Исходный текст>
····················
Как мечтал Васильев о своём сборнике стихов! В 1932 была подготовлена книга “Путь на Семиге”, но публикация была запрещена. На книгу “Песни” две внутренние издательские рецензии были отрицательными (их написали А. Сурков и Е. Трощенко), она тоже не вышла в свет. Составление сборника “Стихи” в 1933 году было последней попыткой Павла издать свою поэтическую книгу…
Эти стихотворения включаются сейчас во все издания, но одно дело читать их в книге, другое – в гранках, с пометками автора. Наглядно видишь, как внимательно и требовательно работал Павел над книгой, как подбирал каждое слово, отслеживал каждую запятую… Порой кажется, что излишне внимательно. Вот, к примеру, в “Песне о гибели казачьего войска”, которой открывается книга, в первой строке — “Что ж ты, песня моя, молчишь…” автор добавляет букву “е”: “Что же ты, песня моя, молчишь…”. Кажется, ерунда. Но насколько мягче, певучей. “былинней” становится строка!
В третьей главе Павел поправляет имя мифического персонажа:
Там четыре месяца
В небе куролесятся,
В тумане над речкою
Ходит Цыг с уздечкою…
(В гранках было “Цуг”).
В десятой главе Васильев меняет одно слово в строчках
Поречье, Поречье – сизый Иртыш,
Голуби слетают с высоких крыш!
(В оригинале было “с синих”, но автор вовремя заметил сочетание двух “с”).
Не пропустил Павел в двенадцатой главе и типичную для тех времен ошибку (да и для сегодняшних), когда наш город время от времени именуют “Павлоградом”. Поэт зачеркивает “град” и пишет — “дар”. Хочется ещё раз процитировать эти строки:
Жёлтые пески, зелёные воды
Да гусями белыми пароходы.
Сторонушка степная, речная, овражья,
Прииртышские станицы Черлак и Лебяжье.
Прииртышские станицы – золото закатное,
Округ Омска, Павлодара, округ Семьпалатного.
С 29-ой страницы в сборнике идут стихи, одни из лучших лирических произведений Павла: “Вся ситцевая, летняя, приснись…”, “К портрету”, “Я тебя, моя забава…”, “Когда-нибудь сощуришь глаз…”, “Дорогая, я к тебе приходил…” и другие стихи, а также “Дорога” (отрывок из первой главы поэмы “Большой город”), “Сговор” (отрывок из “Соляного бунта”), поэма “Лето”. В ней тоже есть правка, в прекрасных заключительных строчках второй главы. Вот как звучат они сейчас:
Тяжёлый мёд расплёскан в лете,
И каждый дождь – как с неба весть.
Но хорошо, что горечь есть,
Что есть над чем рыдать на свете!
В первоначальном варианте было — “от друга весть”. Насколько усилила строку (и всё четверостишье) эта правка автора!
Наводит на размышление исправление Павла в стихотворении “Семипалатинск”. В гранках четверостишие напечатано так:
- Скажи, не могло ль всё это присниться?
Кто кочевал по этим местам?
Товарищ, скажи мне, какие птицы
С добычей в клюве взлетают там?
····················
Материал>

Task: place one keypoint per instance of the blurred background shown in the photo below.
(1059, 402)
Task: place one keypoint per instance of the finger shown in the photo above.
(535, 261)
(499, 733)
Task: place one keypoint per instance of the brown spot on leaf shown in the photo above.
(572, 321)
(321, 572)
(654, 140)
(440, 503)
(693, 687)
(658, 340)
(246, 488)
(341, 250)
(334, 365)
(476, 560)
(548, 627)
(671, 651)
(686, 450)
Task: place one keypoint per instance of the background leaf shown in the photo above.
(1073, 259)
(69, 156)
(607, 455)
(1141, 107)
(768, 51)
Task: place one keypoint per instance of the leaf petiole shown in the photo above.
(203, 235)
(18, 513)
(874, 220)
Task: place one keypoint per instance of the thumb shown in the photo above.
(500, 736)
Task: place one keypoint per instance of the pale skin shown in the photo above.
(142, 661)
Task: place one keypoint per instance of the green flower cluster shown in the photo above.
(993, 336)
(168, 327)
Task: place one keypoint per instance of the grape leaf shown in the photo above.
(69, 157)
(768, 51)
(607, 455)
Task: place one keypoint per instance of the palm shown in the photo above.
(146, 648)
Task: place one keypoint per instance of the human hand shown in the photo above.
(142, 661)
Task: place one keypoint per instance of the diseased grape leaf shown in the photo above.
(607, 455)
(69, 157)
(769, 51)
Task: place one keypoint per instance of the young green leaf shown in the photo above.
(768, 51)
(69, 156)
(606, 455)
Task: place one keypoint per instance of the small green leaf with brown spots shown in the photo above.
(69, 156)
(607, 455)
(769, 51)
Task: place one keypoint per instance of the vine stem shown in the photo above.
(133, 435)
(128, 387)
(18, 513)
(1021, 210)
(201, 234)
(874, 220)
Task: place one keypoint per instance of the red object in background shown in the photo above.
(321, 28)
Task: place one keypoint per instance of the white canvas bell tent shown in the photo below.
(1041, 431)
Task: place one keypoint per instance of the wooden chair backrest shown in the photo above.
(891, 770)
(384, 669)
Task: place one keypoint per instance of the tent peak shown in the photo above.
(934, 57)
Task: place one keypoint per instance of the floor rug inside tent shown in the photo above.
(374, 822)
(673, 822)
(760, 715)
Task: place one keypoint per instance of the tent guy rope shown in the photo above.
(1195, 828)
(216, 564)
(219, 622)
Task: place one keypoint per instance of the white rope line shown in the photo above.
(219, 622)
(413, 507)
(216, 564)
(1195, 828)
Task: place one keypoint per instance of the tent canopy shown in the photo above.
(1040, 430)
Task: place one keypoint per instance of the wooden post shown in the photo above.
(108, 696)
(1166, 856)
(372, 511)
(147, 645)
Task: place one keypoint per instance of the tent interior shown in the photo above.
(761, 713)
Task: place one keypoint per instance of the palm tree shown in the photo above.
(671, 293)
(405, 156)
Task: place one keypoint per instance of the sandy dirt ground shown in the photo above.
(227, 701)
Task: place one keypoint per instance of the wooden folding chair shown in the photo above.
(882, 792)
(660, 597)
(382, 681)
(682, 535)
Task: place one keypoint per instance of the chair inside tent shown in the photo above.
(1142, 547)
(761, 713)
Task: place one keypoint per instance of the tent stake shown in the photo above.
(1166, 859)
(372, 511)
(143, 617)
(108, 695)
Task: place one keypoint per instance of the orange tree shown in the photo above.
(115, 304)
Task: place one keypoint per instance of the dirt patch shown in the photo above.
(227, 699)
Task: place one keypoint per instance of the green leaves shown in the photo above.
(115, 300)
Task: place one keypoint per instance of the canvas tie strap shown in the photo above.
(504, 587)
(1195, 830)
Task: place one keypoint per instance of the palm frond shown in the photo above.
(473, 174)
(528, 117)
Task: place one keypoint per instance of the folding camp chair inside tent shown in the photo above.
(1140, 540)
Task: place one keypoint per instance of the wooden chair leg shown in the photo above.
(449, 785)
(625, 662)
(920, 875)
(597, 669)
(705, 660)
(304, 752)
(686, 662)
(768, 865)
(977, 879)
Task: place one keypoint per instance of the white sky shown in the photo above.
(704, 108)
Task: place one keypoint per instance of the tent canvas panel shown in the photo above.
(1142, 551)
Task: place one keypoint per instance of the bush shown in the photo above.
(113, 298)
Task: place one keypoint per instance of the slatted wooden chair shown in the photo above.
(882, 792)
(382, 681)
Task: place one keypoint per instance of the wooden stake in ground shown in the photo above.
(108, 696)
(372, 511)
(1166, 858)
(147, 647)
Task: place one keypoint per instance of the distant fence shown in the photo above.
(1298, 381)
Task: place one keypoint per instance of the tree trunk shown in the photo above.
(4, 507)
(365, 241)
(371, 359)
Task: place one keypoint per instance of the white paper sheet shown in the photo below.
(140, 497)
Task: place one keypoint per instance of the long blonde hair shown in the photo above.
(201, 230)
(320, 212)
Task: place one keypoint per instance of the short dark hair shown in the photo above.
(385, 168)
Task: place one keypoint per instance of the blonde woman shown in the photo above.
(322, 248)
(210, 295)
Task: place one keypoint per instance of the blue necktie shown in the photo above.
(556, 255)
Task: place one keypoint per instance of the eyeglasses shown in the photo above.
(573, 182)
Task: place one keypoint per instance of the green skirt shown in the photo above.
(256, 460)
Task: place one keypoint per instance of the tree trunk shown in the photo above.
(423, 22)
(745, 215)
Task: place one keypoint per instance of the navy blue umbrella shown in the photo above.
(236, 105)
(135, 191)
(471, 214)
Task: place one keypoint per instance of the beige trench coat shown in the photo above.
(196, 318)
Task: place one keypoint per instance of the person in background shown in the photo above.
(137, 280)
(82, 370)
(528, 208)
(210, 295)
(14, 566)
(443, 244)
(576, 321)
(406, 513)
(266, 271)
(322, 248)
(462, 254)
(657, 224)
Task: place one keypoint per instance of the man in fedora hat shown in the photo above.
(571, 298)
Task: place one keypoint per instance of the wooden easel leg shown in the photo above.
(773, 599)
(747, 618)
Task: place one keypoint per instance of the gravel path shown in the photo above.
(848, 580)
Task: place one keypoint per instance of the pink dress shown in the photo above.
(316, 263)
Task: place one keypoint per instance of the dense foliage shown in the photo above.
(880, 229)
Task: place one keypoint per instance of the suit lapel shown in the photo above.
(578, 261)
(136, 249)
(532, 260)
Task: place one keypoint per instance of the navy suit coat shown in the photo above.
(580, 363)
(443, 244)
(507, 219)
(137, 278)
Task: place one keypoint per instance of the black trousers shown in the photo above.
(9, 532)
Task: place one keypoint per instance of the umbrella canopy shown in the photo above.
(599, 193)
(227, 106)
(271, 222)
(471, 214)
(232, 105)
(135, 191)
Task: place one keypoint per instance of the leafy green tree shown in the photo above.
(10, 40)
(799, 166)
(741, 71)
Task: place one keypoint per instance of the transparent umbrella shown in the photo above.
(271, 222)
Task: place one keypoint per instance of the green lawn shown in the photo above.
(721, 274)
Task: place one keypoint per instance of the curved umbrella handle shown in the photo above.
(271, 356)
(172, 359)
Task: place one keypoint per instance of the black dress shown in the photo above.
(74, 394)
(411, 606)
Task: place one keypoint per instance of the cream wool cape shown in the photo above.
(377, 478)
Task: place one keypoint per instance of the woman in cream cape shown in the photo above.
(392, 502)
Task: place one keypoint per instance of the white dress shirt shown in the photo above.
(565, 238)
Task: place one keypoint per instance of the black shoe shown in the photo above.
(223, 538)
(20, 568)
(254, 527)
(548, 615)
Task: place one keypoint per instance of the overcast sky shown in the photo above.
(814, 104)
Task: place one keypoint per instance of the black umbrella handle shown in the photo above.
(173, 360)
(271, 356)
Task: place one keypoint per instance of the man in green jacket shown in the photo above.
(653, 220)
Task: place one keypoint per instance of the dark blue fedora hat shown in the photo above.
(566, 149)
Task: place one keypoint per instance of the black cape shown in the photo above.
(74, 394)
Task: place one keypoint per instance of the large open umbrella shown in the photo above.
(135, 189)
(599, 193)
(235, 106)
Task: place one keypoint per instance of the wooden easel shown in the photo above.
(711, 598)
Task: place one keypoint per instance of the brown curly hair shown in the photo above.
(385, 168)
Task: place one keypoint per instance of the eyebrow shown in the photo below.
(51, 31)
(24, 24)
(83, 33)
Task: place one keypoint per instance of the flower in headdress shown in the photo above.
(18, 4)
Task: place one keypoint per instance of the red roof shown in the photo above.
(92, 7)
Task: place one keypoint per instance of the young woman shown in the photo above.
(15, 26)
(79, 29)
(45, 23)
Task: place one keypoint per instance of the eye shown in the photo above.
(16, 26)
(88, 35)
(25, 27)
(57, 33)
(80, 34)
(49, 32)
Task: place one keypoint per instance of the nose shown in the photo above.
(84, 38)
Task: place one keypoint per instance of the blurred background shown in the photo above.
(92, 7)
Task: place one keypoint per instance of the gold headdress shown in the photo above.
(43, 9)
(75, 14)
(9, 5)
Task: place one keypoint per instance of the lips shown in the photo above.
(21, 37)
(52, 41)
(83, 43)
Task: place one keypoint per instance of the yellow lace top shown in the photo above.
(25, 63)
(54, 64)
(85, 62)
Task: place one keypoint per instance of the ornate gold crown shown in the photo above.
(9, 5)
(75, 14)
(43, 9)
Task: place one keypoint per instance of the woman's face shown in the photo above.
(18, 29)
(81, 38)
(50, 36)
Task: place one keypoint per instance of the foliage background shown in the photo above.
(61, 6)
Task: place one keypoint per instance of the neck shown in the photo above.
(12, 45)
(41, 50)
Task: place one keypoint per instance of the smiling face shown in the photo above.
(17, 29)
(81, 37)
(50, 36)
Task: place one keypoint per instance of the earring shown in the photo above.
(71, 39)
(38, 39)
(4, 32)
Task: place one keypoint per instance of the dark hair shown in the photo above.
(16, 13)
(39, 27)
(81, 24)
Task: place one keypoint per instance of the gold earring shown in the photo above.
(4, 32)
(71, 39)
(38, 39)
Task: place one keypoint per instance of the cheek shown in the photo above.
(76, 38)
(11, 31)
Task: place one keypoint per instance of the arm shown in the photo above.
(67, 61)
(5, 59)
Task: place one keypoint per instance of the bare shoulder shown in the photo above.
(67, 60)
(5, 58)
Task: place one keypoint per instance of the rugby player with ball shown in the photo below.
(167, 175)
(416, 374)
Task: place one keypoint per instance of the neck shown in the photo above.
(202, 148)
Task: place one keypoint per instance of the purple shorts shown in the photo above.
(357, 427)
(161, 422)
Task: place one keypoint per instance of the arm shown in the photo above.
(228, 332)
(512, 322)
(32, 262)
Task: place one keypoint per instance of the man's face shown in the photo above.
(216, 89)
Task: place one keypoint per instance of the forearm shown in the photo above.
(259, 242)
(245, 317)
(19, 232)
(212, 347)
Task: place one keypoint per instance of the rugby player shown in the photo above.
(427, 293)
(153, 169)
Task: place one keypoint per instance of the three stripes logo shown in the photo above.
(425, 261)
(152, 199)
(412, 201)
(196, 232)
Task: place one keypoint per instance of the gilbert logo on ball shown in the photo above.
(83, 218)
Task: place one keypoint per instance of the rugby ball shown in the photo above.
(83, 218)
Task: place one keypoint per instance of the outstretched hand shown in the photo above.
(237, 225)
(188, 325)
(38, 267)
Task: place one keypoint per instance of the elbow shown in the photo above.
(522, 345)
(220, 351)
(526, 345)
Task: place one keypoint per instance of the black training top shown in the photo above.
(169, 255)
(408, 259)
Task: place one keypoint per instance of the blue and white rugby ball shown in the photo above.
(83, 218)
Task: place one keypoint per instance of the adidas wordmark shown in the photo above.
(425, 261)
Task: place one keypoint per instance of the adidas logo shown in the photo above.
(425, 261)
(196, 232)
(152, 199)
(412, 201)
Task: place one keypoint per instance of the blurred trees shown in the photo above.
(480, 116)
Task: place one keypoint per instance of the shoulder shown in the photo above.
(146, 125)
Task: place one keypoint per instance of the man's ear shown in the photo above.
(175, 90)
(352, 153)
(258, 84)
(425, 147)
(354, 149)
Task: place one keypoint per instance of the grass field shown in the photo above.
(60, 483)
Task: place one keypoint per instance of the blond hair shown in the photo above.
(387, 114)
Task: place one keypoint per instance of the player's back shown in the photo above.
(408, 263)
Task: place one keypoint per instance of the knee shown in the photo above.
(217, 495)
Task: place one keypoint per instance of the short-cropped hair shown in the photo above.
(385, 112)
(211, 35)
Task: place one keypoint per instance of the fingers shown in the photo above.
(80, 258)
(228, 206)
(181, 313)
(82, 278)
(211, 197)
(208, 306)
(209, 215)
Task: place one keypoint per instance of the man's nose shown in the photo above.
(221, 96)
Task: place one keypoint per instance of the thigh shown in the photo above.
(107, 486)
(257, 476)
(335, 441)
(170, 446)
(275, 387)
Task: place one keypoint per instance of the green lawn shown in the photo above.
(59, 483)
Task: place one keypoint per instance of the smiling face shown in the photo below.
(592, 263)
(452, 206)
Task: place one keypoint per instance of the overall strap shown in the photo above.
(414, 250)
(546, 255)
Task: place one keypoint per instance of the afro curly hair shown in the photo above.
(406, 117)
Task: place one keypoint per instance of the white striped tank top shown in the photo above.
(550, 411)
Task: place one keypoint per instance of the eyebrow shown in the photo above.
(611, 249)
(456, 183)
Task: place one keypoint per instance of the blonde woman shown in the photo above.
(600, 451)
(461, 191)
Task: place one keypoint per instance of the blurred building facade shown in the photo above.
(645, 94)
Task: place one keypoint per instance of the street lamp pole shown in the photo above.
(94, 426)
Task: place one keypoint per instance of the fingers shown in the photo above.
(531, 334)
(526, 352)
····················
Цель задания> Объясните, опираясь на текст о правке гранок, почему Васильев в десятой главе заменил в строке «Голуби слетают с синих крыш» слово «синих» на «высоких». Ответ дайте в одном-двух предложениях.

Письменный ответ> Васильев исправил «с синих» на «с высоких», потому что вовремя заметил в этом месте сочетание двух «с».